── SUPPLIED MATERIAL

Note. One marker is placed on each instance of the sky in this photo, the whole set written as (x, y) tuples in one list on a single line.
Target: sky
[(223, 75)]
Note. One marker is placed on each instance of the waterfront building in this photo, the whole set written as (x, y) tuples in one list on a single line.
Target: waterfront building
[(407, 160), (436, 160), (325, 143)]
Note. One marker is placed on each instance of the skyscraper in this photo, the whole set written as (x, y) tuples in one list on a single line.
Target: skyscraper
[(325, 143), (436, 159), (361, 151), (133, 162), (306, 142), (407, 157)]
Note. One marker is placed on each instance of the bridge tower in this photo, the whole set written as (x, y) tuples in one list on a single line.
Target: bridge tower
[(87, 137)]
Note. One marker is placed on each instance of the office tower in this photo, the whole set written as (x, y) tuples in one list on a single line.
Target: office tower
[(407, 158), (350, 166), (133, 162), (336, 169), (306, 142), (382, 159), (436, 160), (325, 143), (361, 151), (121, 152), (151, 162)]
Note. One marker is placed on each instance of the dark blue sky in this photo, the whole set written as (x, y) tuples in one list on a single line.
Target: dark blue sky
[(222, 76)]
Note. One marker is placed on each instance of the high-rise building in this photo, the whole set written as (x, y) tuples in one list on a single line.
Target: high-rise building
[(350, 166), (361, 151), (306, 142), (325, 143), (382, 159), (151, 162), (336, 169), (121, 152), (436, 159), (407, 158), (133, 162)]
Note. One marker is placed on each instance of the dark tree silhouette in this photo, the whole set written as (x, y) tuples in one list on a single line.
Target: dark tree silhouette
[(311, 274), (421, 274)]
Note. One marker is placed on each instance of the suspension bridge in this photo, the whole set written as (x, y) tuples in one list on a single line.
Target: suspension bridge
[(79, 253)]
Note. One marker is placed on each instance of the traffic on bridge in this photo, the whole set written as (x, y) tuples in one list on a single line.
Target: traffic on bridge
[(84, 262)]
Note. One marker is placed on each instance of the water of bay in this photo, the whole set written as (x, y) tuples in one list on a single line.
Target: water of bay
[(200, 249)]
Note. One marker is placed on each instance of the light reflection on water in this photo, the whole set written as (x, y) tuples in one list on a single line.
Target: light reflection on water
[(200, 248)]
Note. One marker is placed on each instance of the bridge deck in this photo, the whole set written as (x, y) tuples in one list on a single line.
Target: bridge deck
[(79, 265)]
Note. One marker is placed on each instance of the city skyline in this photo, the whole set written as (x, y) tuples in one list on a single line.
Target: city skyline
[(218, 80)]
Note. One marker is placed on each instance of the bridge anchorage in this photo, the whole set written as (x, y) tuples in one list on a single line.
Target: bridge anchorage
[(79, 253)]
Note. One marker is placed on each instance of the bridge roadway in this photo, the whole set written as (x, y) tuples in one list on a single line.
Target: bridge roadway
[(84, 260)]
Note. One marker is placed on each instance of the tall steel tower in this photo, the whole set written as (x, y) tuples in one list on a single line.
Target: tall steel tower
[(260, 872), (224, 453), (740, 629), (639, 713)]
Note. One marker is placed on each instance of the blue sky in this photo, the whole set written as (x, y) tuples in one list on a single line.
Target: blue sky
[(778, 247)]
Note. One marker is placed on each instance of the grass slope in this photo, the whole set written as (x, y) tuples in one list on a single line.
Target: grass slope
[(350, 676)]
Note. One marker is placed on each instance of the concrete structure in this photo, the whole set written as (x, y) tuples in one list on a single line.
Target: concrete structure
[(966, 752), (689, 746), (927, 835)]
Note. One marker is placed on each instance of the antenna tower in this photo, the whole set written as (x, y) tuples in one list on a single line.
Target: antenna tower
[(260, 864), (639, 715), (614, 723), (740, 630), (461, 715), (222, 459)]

────

| EXERCISE |
Print the records exactly as they appear, starting at the first line and ending at the line that contains "[(87, 137)]", with both ends included.

| ANSWER TO THE PROBLEM |
Note. One marker is placed on each instance of the sky in this photo, the whole set written as (x, y) tuples in one list on a single line.
Target: sky
[(223, 75)]
Note. One marker is placed on each instance of the waterfront building in this photo, the whole set written as (x, y) tuples in one list on a single line.
Target: waterfront building
[(407, 160), (436, 160), (325, 143)]
Note. One marker is placed on each instance of the skyscraper in this photo, the whole set written as (x, y) tuples in one list on a single line.
Target: skyscraper
[(325, 143), (436, 159), (361, 151), (133, 162), (306, 142), (407, 157)]
Note. One marker is placed on each instance of the bridge tower in this photo, the whole set written as (x, y) tuples in one list on a single line.
Target: bridge tower
[(87, 137)]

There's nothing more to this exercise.